- TASK TO CARRY OUT
Repeat each line exactly, leaving nothing out.

# Start of DATA FOR THE TASK

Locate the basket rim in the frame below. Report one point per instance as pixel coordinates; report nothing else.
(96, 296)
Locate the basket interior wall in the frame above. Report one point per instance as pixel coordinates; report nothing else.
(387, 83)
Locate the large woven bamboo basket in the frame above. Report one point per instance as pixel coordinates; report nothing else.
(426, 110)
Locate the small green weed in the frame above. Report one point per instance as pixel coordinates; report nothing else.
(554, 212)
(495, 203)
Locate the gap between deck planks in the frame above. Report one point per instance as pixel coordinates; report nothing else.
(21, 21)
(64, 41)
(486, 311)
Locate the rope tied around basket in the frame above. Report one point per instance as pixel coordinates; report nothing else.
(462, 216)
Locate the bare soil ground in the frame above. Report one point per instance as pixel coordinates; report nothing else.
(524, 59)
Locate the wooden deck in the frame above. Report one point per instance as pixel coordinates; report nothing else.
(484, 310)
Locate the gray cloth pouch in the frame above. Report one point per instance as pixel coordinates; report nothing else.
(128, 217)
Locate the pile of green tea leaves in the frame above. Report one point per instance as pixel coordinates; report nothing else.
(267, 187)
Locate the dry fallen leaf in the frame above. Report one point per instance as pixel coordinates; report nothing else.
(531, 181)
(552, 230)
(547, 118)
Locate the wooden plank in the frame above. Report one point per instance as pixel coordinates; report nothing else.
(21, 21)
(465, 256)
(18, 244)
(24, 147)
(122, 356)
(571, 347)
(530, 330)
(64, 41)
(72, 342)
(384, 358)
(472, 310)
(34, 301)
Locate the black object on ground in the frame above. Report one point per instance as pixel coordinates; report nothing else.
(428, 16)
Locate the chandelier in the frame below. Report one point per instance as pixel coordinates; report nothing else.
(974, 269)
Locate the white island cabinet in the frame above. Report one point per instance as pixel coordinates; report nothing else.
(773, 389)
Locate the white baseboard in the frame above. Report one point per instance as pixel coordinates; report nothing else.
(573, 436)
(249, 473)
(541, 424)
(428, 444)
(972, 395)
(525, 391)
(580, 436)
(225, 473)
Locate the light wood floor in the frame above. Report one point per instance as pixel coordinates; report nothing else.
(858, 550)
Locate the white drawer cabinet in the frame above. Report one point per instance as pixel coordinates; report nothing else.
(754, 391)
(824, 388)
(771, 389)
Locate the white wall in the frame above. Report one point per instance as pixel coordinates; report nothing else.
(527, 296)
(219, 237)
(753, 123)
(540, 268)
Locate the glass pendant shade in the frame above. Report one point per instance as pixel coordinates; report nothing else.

# End of DATA FOR THE TASK

- EXPECTED ANSWER
Locate the basket rim in the frame below. Report one point per instance as pixel coordinates; report nothing else.
(96, 296)
Locate the basket interior wall in the frame above. Report one point per instance as pixel coordinates; report nothing else.
(387, 83)
Locate the large woven bamboo basket in the frame above. Report one point per instance as pixel coordinates; report nothing else.
(426, 110)
Locate the small green weed in the frame above. Report one point per instance as pixel coordinates; report nothing else.
(554, 212)
(495, 203)
Locate the gap between deck planks in the frame above. Report one point per instance as pixel coordinates; report nothing else.
(21, 21)
(64, 41)
(486, 311)
Locate the rope tied around basket in the frame above. Report one point per instance as pixel coordinates; report nothing else.
(462, 216)
Locate the bare soil ground in the frame above. Report one point per instance as pixel coordinates; report nothing else.
(524, 59)
Locate the wooden deck in the frame above. Report one point per instance as pixel coordinates; report nothing else.
(484, 310)
Locate the gray cloth pouch in the frame above. Report one point per instance as pixel coordinates; report nothing else.
(128, 217)
Locate the pile of green tea leaves in the frame above. Report one point per instance as pixel coordinates; report nothing else.
(267, 187)
Locate the dry fallen leaf in the frame above. Report one point per instance as pixel coordinates; report nothing else.
(531, 181)
(552, 230)
(547, 118)
Locate the wooden plank in the frame above. Report one point per instance as pixel coordinates; report nothing else.
(21, 21)
(465, 256)
(18, 244)
(24, 147)
(122, 356)
(571, 347)
(530, 330)
(64, 41)
(72, 342)
(384, 358)
(472, 310)
(34, 301)
Locate the black object on ground in the frame above. Report one point per instance as pixel coordinates; report nothing else.
(428, 16)
Locate the chandelier in the frame below. Report one point per instance as pixel coordinates; report nothing else.
(974, 269)
Locate the white island cabinet in the frame above. Report one point per instance as pixel coordinates; report nothing else.
(773, 389)
Locate the white baseboard in the frame above. Report one point per instance as pixel coordinates; report nothing else.
(573, 436)
(249, 473)
(541, 424)
(428, 444)
(972, 395)
(525, 391)
(580, 436)
(225, 473)
Locate the light wood floor in the frame above. Report one point per instance as pixel coordinates; report nothing else.
(858, 550)
Locate the white drawer cabinet in the frame above. Report one point per instance as pixel coordinates; report nothing else.
(754, 391)
(824, 388)
(771, 389)
Locate the white wall in the frame above. Report one point per instance as pixel coordinates; report nothing else.
(527, 296)
(219, 237)
(753, 123)
(540, 268)
Locate the glass pendant shade in the frame above. Report one point per instance as pixel coordinates; report nothing else.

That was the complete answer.